(Data lines)
** Begin **
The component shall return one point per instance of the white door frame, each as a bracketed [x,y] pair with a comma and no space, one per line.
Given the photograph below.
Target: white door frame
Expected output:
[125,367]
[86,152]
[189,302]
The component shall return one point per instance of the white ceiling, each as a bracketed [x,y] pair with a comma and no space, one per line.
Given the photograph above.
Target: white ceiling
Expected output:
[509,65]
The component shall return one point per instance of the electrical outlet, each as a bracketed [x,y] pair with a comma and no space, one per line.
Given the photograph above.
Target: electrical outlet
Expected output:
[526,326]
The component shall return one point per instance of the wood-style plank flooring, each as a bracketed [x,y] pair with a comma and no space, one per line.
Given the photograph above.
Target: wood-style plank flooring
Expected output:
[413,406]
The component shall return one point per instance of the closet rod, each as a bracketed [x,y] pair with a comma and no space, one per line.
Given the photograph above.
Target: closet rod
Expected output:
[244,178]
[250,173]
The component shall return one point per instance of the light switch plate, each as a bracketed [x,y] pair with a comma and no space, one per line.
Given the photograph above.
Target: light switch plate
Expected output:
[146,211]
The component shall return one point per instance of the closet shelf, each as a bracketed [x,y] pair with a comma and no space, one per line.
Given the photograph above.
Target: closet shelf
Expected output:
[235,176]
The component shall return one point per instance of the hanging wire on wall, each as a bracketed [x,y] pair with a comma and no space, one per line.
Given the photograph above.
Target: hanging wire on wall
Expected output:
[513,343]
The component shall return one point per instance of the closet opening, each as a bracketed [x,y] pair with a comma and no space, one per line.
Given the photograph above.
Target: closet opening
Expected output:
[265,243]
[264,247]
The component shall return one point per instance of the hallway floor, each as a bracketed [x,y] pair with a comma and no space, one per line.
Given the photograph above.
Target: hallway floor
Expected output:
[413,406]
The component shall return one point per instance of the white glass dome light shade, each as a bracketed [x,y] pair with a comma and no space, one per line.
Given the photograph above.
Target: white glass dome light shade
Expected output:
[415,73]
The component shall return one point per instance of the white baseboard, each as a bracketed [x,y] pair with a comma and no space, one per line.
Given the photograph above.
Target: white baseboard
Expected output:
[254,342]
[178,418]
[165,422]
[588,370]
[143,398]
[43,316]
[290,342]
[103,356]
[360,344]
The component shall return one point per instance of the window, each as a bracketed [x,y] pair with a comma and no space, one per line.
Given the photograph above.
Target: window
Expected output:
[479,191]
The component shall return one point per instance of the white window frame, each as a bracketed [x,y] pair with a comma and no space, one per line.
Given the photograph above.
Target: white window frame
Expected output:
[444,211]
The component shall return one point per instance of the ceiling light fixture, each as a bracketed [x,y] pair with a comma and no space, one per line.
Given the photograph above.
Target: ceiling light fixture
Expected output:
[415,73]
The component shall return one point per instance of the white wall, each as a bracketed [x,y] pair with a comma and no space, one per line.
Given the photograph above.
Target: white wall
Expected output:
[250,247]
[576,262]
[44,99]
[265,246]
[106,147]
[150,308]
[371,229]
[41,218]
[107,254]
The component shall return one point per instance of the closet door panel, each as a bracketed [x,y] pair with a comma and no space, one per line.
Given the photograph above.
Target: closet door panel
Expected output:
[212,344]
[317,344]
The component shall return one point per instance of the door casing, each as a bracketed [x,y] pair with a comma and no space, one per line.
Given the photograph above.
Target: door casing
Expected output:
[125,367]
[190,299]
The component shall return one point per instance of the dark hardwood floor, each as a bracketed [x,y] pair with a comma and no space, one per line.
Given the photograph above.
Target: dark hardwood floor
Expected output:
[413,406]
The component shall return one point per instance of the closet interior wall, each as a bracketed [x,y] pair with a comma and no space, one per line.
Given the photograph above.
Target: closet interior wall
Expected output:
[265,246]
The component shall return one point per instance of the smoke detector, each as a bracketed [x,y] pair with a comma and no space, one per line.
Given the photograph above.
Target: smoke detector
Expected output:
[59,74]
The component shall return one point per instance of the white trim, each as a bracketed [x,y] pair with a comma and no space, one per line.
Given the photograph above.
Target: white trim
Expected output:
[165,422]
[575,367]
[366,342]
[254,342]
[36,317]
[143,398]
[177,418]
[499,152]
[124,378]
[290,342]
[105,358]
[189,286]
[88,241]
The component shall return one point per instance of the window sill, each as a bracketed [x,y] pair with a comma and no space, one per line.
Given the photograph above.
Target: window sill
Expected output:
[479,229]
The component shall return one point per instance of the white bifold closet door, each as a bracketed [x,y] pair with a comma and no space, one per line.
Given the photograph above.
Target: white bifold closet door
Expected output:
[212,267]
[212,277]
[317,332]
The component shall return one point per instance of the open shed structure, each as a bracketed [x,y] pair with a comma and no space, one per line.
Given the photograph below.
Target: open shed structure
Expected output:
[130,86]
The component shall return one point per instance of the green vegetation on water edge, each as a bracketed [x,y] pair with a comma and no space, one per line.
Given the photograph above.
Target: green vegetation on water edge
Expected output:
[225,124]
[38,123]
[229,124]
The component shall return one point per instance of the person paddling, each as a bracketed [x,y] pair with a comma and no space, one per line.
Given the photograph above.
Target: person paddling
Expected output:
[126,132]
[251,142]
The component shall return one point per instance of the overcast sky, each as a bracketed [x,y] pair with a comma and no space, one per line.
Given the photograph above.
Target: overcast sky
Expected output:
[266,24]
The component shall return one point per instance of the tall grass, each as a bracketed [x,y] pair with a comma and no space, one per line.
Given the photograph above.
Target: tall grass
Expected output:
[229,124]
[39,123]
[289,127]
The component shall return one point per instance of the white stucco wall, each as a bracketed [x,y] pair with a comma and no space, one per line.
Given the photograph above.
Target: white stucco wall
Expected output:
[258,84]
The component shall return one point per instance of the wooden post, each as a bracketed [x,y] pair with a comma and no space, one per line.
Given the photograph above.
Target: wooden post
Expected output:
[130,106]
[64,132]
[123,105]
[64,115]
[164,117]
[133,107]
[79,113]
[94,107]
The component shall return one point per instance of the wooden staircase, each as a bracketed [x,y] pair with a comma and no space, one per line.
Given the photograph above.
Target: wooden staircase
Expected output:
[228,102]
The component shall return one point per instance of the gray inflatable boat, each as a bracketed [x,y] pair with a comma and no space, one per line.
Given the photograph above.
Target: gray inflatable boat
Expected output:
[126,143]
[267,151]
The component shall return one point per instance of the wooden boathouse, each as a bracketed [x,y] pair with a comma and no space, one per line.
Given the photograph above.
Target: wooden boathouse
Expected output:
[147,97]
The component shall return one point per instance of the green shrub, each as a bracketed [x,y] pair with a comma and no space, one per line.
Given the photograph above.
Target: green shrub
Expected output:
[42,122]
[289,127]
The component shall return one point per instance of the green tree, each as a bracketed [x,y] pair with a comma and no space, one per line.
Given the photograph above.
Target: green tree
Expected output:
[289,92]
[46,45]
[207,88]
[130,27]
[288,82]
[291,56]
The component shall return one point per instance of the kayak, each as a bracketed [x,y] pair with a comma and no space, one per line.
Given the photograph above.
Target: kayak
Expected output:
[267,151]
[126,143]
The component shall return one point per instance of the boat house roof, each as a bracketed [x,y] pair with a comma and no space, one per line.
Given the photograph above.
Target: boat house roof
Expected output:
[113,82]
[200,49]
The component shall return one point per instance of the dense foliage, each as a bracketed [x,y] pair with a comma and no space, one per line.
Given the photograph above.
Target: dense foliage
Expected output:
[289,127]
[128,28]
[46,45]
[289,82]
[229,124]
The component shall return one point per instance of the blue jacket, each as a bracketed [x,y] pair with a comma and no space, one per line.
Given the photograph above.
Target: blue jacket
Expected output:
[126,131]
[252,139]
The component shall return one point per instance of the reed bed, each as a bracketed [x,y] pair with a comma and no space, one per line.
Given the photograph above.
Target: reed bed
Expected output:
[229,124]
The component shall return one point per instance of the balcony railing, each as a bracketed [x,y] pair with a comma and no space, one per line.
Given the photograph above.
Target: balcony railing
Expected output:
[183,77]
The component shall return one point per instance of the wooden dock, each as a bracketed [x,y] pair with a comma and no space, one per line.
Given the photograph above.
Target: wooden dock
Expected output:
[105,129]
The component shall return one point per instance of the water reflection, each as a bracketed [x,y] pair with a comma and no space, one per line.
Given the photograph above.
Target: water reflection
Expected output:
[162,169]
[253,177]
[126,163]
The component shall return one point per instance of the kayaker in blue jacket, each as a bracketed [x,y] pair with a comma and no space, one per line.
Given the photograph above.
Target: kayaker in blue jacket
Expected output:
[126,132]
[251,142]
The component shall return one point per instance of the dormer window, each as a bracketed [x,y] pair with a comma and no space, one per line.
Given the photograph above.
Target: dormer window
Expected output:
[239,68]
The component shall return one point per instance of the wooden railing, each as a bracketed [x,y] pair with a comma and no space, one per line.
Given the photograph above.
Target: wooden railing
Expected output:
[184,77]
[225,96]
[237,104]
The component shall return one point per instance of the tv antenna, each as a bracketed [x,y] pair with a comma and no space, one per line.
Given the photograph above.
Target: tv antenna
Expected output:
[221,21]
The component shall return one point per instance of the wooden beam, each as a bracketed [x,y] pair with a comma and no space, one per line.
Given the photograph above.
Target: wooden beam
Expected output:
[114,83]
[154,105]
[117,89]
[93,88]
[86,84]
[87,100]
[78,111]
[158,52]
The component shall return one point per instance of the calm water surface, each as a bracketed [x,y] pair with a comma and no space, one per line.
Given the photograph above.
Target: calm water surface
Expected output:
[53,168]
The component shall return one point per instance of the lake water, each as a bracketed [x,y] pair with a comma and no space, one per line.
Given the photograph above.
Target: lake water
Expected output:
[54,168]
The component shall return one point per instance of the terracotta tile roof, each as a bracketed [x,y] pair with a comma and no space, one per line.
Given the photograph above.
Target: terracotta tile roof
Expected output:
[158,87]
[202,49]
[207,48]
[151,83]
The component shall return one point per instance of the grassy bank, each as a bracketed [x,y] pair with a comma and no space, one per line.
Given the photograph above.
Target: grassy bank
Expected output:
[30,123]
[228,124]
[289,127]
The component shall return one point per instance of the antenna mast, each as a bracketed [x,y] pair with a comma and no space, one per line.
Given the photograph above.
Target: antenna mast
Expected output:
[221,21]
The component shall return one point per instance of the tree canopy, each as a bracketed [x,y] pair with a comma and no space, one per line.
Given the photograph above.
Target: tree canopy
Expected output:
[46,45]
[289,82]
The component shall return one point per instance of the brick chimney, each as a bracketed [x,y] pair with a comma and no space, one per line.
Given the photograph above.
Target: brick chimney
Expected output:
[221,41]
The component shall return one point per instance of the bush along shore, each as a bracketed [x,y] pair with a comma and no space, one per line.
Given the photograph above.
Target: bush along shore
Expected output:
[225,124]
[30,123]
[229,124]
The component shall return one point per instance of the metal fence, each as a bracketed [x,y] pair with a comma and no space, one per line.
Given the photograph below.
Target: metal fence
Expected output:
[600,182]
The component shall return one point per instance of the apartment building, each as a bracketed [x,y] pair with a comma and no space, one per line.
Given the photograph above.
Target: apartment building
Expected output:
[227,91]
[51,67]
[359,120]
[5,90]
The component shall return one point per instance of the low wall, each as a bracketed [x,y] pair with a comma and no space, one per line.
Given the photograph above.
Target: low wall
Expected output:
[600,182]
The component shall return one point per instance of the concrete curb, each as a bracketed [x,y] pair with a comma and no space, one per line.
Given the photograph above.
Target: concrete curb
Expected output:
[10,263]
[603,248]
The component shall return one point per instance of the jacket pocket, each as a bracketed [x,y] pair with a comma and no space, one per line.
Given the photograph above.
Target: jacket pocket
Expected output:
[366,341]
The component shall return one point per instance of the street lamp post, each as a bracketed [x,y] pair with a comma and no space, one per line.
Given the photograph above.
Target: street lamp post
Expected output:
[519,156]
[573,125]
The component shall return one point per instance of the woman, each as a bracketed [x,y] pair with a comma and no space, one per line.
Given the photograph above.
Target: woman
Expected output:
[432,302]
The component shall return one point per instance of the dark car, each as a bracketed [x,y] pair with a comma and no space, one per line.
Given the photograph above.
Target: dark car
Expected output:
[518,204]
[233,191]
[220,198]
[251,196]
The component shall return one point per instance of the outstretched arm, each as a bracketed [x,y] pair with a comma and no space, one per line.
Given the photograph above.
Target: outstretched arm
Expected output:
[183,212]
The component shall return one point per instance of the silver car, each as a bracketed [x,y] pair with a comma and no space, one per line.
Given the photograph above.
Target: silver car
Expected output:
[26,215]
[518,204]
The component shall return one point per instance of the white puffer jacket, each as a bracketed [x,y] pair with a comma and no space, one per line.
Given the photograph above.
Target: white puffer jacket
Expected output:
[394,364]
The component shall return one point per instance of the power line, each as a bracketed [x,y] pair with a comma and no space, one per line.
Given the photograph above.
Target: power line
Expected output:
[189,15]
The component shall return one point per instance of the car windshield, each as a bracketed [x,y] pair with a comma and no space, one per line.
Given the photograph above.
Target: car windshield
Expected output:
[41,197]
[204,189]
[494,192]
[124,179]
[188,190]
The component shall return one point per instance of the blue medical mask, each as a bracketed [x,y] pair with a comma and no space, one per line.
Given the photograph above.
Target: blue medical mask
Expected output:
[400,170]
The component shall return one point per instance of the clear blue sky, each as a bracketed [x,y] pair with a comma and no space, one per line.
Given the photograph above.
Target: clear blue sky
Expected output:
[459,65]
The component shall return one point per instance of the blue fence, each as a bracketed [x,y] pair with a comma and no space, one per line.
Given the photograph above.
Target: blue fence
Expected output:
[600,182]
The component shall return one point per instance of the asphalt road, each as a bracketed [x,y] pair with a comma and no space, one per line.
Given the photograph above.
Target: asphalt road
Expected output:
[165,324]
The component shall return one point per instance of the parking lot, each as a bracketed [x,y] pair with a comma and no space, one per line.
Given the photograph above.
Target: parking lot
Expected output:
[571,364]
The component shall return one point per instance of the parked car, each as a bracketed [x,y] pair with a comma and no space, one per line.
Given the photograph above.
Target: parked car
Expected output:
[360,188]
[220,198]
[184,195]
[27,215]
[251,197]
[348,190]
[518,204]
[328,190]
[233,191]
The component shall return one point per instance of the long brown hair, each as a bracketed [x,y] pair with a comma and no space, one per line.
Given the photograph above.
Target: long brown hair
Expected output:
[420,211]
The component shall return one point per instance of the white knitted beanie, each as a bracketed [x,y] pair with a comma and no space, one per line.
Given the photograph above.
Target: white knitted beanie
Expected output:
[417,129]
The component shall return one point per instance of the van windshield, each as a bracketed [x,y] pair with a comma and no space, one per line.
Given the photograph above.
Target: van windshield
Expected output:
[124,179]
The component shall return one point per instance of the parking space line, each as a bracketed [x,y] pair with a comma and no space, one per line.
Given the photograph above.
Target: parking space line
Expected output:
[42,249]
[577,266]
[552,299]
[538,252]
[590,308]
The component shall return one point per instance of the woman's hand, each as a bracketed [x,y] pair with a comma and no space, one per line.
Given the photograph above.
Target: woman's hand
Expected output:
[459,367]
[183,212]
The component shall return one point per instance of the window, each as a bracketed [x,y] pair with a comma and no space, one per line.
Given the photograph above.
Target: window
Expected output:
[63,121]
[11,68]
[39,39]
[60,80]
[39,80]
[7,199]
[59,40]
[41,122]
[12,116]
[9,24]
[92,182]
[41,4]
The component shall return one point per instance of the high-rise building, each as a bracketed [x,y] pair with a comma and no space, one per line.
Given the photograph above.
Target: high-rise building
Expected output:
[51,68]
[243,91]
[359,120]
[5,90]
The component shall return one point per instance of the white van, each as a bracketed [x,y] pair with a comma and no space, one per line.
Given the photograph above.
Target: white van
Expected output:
** End **
THE PROBLEM :: Copy everything from the line containing "The component shall return one point per instance of the woman's" down to the end of the data above, with both ends included, repeating each line without change.

COMPLETED EXERCISE ::
The component shall return one point per instance of the woman's hand, each as a bracketed [x,y] pair with a comma and no space, one per line.
Given the photograph above.
Target: woman's hand
Expected output:
[459,367]
[183,212]
The component shall return one point per instance of the window, each as a bracketed [x,y] pair with a comma and no space, one per line.
Given the photograph above.
Target: window
Expected output:
[63,121]
[11,68]
[39,39]
[60,80]
[39,80]
[7,199]
[59,40]
[41,122]
[12,116]
[9,24]
[92,182]
[41,4]
The component shall return one point per instance of the high-rise building, each as a bracketed [x,y] pair with a comma and no space, one per line.
Given the photograph above.
Target: high-rise building
Expected output:
[51,68]
[243,91]
[359,120]
[5,90]
The component shall return one point per instance of the white van, each as a bracketed [x,y] pair with a comma and no space, one per line.
Given the photograph above.
Target: white van
Expected output:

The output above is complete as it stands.